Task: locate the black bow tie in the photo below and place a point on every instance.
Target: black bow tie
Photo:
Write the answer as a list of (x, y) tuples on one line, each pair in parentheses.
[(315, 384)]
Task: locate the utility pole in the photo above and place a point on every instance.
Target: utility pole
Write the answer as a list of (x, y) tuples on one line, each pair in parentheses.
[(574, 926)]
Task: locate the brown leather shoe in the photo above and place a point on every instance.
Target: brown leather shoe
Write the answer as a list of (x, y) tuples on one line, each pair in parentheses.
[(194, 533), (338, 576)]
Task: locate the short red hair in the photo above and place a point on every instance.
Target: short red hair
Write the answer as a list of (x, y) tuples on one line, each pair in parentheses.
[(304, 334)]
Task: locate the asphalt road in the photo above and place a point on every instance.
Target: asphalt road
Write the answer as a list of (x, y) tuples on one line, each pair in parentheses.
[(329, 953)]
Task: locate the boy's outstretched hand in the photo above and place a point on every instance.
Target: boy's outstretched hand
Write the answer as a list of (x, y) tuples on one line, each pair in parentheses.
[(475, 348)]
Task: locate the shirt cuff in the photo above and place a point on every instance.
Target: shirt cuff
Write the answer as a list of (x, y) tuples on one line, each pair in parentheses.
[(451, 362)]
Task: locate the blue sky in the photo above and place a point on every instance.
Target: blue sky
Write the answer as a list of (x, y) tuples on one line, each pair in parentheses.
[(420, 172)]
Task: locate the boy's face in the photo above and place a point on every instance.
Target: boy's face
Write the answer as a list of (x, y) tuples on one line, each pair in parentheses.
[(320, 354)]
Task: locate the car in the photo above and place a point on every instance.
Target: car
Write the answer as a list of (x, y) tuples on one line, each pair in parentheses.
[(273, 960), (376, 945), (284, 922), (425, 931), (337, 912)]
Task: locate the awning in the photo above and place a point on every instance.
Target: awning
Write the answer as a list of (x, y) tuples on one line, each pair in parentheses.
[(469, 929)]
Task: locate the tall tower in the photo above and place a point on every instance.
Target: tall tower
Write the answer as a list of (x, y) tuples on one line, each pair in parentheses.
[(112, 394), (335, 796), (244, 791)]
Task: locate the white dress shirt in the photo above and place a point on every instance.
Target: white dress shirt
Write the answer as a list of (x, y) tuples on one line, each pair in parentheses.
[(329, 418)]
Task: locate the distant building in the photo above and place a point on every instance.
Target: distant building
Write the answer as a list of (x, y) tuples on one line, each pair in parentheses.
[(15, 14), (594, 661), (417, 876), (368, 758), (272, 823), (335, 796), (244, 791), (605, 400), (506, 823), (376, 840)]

ISTRUZIONI DEL COMPITO =>
Riporta senza alcuna modifica il tratto di righe sopra che va dalla riga contenente "Task: locate the tall" fino all'ultima riga, estremi inclusi.

SOLUZIONE SVOLTA =>
Task: locate the tall tower in the photo above and place a point on every instance.
Target: tall tower
Write the answer as a list of (x, y) tuples on one line, each pair in parentheses.
[(112, 394), (335, 796), (244, 791)]
Task: locate the white dress shirt in the photo above and place a point on every instance.
Target: white dress shirt
Write the answer as a list of (x, y) tuples on one line, each pair in parentheses.
[(329, 418)]
Task: locate the distant building in the photo above and place a point on every instance.
Target: distant building
Write the answer as a list of (x, y) tuples on one line, each pair in parentheses.
[(15, 14), (594, 661), (417, 876), (368, 758), (272, 823), (335, 796), (244, 791), (605, 400), (506, 823), (376, 840)]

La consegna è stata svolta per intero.